Records to use:
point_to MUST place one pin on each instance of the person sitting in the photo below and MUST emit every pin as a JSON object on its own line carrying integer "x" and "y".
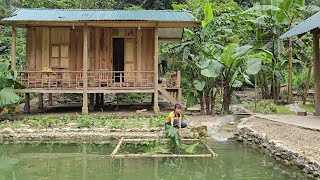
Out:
{"x": 174, "y": 118}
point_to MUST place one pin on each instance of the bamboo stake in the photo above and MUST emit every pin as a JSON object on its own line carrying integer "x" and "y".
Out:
{"x": 117, "y": 148}
{"x": 213, "y": 154}
{"x": 161, "y": 155}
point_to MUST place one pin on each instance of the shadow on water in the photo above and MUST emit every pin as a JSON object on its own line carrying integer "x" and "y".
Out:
{"x": 88, "y": 161}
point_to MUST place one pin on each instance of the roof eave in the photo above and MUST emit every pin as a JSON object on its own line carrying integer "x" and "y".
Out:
{"x": 133, "y": 23}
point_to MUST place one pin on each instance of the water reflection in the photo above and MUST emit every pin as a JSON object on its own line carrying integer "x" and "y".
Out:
{"x": 88, "y": 161}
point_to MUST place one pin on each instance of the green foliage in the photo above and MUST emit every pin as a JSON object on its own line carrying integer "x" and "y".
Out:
{"x": 268, "y": 107}
{"x": 86, "y": 121}
{"x": 264, "y": 107}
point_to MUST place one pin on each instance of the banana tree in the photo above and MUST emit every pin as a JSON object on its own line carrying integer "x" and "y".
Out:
{"x": 232, "y": 69}
{"x": 272, "y": 20}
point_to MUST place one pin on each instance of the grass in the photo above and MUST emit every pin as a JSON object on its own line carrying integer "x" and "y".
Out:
{"x": 268, "y": 107}
{"x": 86, "y": 121}
{"x": 308, "y": 107}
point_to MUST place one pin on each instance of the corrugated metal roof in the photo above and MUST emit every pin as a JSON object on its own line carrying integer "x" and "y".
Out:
{"x": 305, "y": 26}
{"x": 98, "y": 15}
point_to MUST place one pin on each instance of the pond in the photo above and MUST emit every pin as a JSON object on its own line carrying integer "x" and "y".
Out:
{"x": 88, "y": 161}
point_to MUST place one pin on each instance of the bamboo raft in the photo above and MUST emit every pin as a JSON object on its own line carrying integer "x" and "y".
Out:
{"x": 116, "y": 149}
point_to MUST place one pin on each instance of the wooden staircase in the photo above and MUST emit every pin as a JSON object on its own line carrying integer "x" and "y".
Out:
{"x": 167, "y": 95}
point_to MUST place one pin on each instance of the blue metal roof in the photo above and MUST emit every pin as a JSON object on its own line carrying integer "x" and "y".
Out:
{"x": 309, "y": 24}
{"x": 71, "y": 15}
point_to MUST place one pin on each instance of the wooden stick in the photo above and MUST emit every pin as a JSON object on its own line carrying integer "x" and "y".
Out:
{"x": 213, "y": 154}
{"x": 117, "y": 148}
{"x": 144, "y": 140}
{"x": 160, "y": 155}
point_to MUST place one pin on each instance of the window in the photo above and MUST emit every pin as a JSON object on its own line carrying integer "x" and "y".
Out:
{"x": 60, "y": 55}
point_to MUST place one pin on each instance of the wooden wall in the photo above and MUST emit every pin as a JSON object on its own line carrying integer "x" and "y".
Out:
{"x": 45, "y": 46}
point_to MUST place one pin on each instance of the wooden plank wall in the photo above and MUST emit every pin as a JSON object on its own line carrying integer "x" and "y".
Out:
{"x": 147, "y": 51}
{"x": 39, "y": 40}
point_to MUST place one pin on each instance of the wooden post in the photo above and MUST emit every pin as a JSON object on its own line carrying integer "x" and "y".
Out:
{"x": 50, "y": 99}
{"x": 290, "y": 72}
{"x": 13, "y": 49}
{"x": 27, "y": 103}
{"x": 85, "y": 71}
{"x": 40, "y": 101}
{"x": 179, "y": 95}
{"x": 139, "y": 59}
{"x": 91, "y": 105}
{"x": 316, "y": 59}
{"x": 156, "y": 92}
{"x": 306, "y": 89}
{"x": 117, "y": 148}
{"x": 97, "y": 99}
{"x": 102, "y": 99}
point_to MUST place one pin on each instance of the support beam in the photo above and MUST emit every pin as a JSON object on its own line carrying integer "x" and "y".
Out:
{"x": 179, "y": 93}
{"x": 91, "y": 105}
{"x": 40, "y": 101}
{"x": 13, "y": 49}
{"x": 316, "y": 59}
{"x": 139, "y": 52}
{"x": 102, "y": 99}
{"x": 85, "y": 71}
{"x": 156, "y": 93}
{"x": 27, "y": 103}
{"x": 50, "y": 99}
{"x": 97, "y": 99}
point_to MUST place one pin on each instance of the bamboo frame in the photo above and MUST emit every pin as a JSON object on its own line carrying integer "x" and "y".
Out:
{"x": 114, "y": 152}
{"x": 162, "y": 155}
{"x": 115, "y": 155}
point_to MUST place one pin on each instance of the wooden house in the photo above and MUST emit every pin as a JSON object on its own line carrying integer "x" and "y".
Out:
{"x": 96, "y": 51}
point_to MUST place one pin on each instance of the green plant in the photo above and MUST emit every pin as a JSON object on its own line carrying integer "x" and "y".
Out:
{"x": 116, "y": 123}
{"x": 264, "y": 107}
{"x": 86, "y": 121}
{"x": 103, "y": 120}
{"x": 156, "y": 121}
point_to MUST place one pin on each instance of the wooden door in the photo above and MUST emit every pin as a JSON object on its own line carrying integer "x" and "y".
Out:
{"x": 129, "y": 59}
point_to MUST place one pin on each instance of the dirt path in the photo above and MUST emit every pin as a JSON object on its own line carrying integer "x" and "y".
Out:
{"x": 302, "y": 140}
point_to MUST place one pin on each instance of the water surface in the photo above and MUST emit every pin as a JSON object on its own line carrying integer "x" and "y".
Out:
{"x": 88, "y": 161}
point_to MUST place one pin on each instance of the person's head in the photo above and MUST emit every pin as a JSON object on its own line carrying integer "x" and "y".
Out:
{"x": 177, "y": 108}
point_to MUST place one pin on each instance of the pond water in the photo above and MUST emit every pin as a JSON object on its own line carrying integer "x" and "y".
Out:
{"x": 88, "y": 161}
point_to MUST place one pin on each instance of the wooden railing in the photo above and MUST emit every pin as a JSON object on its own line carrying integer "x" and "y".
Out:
{"x": 96, "y": 79}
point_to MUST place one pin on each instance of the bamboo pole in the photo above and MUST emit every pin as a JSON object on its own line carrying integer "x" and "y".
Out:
{"x": 117, "y": 148}
{"x": 161, "y": 155}
{"x": 306, "y": 89}
{"x": 213, "y": 154}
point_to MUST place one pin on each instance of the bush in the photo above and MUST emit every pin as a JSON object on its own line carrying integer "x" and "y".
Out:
{"x": 86, "y": 121}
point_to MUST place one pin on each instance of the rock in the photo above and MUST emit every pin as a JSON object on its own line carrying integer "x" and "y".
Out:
{"x": 29, "y": 130}
{"x": 7, "y": 131}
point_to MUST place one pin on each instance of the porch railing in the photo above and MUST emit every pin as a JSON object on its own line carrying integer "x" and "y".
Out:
{"x": 96, "y": 79}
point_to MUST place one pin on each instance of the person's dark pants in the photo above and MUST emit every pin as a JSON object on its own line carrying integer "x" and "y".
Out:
{"x": 176, "y": 123}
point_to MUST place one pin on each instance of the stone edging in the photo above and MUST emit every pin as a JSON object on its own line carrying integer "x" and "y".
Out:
{"x": 279, "y": 151}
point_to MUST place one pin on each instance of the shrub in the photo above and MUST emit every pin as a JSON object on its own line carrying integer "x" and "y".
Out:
{"x": 86, "y": 121}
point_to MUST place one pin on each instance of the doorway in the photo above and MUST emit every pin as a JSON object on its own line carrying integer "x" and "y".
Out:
{"x": 118, "y": 58}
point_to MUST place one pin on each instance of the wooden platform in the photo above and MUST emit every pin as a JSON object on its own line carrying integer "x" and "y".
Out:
{"x": 114, "y": 154}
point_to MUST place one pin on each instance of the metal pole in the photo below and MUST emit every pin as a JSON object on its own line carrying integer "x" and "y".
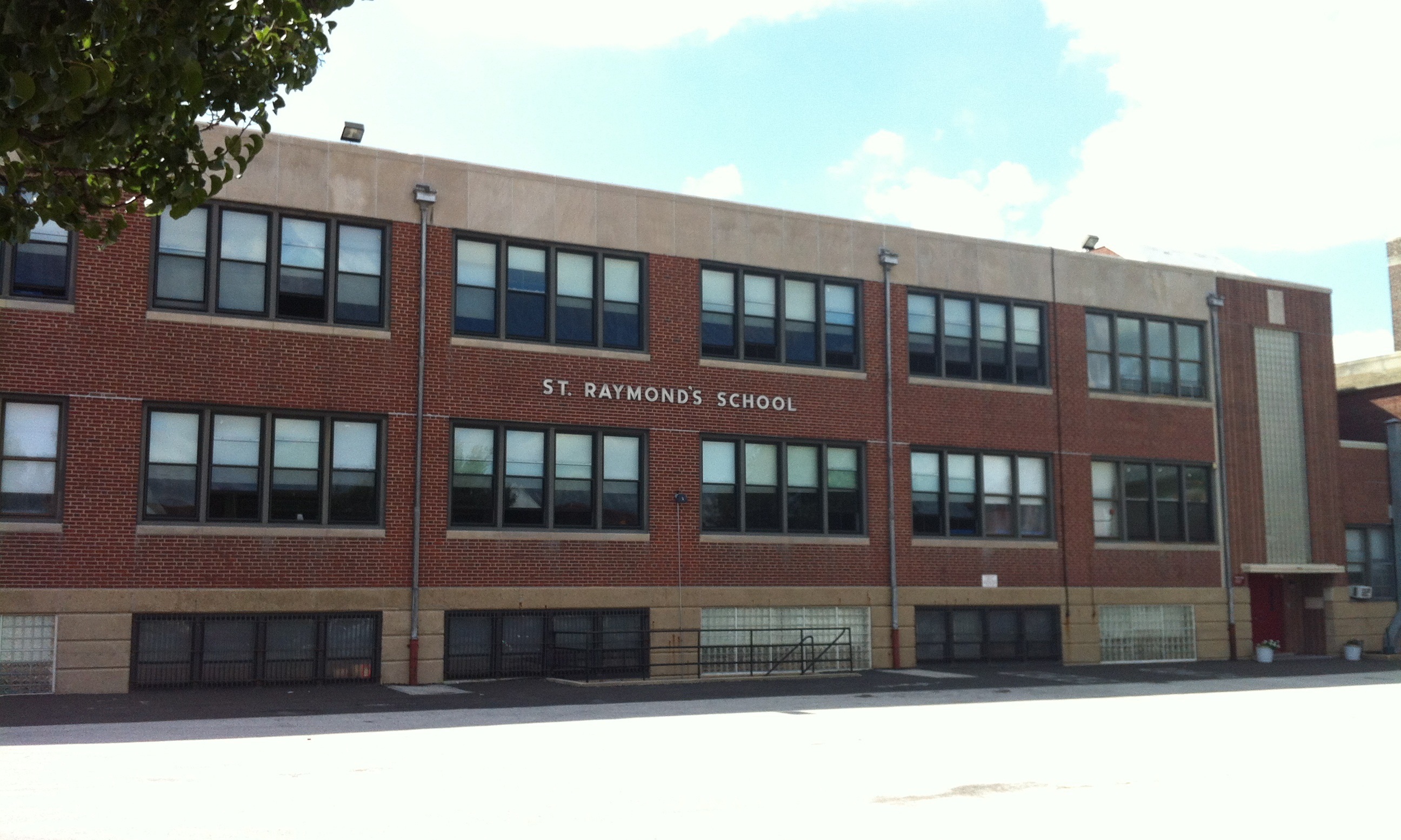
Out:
{"x": 1215, "y": 303}
{"x": 1389, "y": 643}
{"x": 888, "y": 259}
{"x": 425, "y": 197}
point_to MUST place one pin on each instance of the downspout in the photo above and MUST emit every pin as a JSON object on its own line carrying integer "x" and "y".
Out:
{"x": 1389, "y": 643}
{"x": 425, "y": 197}
{"x": 888, "y": 259}
{"x": 1215, "y": 303}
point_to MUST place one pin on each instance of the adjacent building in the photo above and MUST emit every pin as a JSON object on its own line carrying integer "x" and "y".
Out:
{"x": 649, "y": 422}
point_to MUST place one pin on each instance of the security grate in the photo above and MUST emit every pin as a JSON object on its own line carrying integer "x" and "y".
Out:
{"x": 252, "y": 649}
{"x": 27, "y": 654}
{"x": 743, "y": 639}
{"x": 1148, "y": 633}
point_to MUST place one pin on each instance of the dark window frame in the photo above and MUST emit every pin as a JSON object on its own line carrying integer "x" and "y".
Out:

Given request:
Leave out every picture, and repeat word for word only the lines from the one holding "the wooden platform" through the end of the entries above, both ends included.

Complete answer:
point_to MUST place one pin on each instance of the wooden platform in the photo above and MUST emit every pin as a JSON object on its own line carrying integer "x" and "y".
Out:
{"x": 114, "y": 154}
point_to MUST place one pin on each instance of the metal pole in the photo below and MUST emit every pin as a JSON object on its own line carrying integer "x" and "y".
Out:
{"x": 1215, "y": 303}
{"x": 1389, "y": 643}
{"x": 888, "y": 259}
{"x": 425, "y": 197}
point_to MUST place one pin on each instance of the downspout in the photo above and MUST emit every pin as a JSON object on its own line carrying integer "x" and "y".
Out:
{"x": 1389, "y": 643}
{"x": 425, "y": 197}
{"x": 888, "y": 259}
{"x": 1215, "y": 303}
point_to MUST place one pin on each instance of the adjacent building in the photo above and MUST emit every pin as a JSON object on its own line carrying integer "x" and "y".
Out:
{"x": 649, "y": 422}
point_to MUST place one pin on each instance of the security grate in the photo above and MUST emit every pin as a JSON object on its own line carrying integer "x" and "y".
Out:
{"x": 252, "y": 649}
{"x": 27, "y": 654}
{"x": 743, "y": 639}
{"x": 1148, "y": 633}
point_to MUST place one pin on each instance of the dark window frame in the photo above and MUST emit every pin as a JSON object on its own line carrying integer "x" and "y".
Out:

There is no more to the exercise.